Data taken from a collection
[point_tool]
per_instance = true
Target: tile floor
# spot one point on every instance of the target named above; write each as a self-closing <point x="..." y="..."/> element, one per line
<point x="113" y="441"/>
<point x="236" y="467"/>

Given problem:
Write out every line of the records above, with no changes.

Solution to the exercise:
[point_tool]
per_instance = true
Target: tile floor
# spot one point on every instance of the target named above; write each as a self-closing <point x="..." y="..."/> element, one per line
<point x="113" y="441"/>
<point x="236" y="467"/>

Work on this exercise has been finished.